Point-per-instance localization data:
==================================================

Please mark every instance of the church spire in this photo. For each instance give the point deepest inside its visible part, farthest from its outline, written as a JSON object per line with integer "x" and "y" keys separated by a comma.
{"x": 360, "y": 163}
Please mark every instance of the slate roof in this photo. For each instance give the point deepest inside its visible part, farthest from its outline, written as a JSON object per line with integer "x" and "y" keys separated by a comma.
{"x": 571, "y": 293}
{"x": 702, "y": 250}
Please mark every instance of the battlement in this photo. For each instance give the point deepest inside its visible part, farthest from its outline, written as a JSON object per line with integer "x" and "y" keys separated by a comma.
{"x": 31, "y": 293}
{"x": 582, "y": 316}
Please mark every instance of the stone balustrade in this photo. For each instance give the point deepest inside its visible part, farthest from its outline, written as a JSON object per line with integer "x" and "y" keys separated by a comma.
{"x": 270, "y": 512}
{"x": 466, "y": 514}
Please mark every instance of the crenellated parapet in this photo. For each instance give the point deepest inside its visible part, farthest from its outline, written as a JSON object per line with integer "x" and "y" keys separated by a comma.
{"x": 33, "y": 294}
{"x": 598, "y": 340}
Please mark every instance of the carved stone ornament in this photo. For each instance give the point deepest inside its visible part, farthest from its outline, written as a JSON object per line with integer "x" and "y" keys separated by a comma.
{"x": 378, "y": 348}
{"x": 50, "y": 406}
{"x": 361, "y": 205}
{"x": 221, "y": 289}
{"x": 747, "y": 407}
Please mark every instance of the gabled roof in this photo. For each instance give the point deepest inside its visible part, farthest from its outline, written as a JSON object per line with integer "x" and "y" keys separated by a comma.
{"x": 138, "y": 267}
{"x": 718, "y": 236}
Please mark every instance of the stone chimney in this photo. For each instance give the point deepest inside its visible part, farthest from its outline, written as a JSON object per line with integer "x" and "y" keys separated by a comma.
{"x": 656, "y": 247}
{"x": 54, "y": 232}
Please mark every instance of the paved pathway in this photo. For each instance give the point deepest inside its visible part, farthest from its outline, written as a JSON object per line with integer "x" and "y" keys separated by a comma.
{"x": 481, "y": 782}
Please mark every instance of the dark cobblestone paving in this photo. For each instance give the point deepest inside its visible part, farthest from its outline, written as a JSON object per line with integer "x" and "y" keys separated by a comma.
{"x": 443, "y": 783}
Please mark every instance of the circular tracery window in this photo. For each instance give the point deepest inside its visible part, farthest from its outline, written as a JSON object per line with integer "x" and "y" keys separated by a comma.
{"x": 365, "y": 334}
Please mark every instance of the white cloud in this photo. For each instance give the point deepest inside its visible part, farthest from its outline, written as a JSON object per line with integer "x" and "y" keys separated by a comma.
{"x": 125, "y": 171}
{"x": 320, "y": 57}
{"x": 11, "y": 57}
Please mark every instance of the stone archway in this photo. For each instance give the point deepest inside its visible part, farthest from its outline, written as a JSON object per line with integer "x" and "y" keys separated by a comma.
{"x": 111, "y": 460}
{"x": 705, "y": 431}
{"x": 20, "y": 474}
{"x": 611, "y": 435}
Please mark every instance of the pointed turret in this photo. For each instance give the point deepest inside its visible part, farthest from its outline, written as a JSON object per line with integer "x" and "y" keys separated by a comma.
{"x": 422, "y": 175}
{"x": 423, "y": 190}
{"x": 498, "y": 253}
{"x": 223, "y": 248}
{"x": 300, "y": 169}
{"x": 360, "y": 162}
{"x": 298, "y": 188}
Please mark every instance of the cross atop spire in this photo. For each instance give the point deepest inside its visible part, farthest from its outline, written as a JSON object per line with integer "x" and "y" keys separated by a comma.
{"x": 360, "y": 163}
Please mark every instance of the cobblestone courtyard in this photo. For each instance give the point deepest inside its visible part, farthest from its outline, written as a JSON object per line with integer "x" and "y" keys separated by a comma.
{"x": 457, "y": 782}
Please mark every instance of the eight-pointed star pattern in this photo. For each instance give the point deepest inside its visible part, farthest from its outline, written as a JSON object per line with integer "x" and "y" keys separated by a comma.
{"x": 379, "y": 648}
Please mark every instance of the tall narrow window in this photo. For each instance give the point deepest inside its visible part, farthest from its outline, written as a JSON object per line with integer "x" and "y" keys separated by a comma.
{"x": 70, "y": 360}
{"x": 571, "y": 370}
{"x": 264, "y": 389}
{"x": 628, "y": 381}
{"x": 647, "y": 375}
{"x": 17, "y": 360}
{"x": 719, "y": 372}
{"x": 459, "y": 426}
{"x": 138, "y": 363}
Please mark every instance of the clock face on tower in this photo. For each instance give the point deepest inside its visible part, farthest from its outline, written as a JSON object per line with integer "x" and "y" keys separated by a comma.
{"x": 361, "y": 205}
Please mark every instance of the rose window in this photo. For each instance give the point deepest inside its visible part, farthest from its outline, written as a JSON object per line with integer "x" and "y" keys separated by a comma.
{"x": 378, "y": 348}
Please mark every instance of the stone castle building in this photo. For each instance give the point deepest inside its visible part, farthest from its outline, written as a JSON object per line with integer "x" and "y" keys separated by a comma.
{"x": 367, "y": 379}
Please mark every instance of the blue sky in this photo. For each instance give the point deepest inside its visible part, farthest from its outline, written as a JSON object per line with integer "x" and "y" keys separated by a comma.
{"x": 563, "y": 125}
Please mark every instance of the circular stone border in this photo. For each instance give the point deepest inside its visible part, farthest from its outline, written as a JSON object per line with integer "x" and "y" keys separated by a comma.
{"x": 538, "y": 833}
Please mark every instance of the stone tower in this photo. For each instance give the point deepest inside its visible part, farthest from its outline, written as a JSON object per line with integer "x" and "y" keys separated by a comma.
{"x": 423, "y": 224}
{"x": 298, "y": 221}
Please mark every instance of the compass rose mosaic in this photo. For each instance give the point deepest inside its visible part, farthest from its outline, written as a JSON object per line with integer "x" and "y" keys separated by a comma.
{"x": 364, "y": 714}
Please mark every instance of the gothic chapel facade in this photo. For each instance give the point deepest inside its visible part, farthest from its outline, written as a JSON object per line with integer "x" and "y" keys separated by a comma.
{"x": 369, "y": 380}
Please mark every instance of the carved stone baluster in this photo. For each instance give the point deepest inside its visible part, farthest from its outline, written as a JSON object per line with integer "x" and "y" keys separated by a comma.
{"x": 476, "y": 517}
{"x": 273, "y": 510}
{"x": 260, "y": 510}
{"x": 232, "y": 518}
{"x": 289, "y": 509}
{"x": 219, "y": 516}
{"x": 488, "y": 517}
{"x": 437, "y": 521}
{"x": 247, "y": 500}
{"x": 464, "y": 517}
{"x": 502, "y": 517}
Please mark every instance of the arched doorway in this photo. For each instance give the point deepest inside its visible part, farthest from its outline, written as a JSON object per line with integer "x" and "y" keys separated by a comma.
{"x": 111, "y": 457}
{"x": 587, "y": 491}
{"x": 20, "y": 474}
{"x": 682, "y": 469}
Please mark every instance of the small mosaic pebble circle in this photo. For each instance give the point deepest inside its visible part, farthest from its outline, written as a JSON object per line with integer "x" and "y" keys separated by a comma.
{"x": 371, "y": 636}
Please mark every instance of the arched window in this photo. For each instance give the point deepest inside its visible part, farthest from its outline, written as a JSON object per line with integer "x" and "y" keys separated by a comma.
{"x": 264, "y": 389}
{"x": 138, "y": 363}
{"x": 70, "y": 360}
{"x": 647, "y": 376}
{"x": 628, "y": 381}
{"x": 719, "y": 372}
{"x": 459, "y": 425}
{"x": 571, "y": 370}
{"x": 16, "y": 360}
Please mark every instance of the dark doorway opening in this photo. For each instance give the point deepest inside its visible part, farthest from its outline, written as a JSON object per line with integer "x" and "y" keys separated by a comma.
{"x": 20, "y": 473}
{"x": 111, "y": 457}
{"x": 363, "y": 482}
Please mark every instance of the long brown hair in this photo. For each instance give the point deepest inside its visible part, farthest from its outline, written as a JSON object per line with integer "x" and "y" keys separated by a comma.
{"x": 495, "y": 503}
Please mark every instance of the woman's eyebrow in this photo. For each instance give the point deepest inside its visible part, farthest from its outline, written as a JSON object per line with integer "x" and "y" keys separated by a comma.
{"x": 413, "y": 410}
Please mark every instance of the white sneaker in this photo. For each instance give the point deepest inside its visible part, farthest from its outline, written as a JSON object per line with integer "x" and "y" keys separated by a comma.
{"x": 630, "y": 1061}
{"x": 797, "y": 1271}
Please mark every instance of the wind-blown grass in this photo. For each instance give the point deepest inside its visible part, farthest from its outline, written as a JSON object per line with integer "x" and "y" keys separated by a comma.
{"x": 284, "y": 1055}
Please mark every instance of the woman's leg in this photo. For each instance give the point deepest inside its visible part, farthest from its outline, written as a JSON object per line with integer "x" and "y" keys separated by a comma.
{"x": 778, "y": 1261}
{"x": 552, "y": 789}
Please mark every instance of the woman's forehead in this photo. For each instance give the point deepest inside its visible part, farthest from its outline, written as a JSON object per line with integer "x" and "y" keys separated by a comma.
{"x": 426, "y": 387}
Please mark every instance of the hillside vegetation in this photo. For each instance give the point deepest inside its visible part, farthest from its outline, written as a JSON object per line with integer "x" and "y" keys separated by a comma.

==================================================

◆ WHAT NEEDS TO BE DONE ◆
Starting at the line in the records above that contains "Please mark every instance of the white sneaker", output every line up to and including the last one, with nothing added.

◆ EXERCISE ANSWER ◆
Please mark every instance of the white sneaker in this photo. For each instance give the point deepest inside its visible part, farthest from its outline, written as a JSON object per line with integer "x" and "y" keys separated by a comma.
{"x": 630, "y": 1061}
{"x": 797, "y": 1271}
Please mark every instance of the wind-blown grass in this photo. For each instance give the point deepest inside its visible part, farthest from its outline, written as a JSON object per line with integer "x" and "y" keys separated by a comma.
{"x": 284, "y": 1055}
Please mark every instance of the woman's leg in this photo. For each instance give the point deepest inside its visible part, farthest from its outline, written as a JSON object per line with integer "x" and "y" keys separated by a comma.
{"x": 778, "y": 1261}
{"x": 552, "y": 789}
Please mark every instance of the woman's forehead in this photo. For each instance give the point deepest inside its visible part, farthest from its outline, written as a JSON object per line with integer "x" and "y" keys separated by a comma.
{"x": 426, "y": 387}
Please mark every instance of the hillside vegetation in this photo. For each instance give the point deepest inside its visible part, farthest from its outline, written as a JSON object per line with integer "x" and "y" keys separated by a comma.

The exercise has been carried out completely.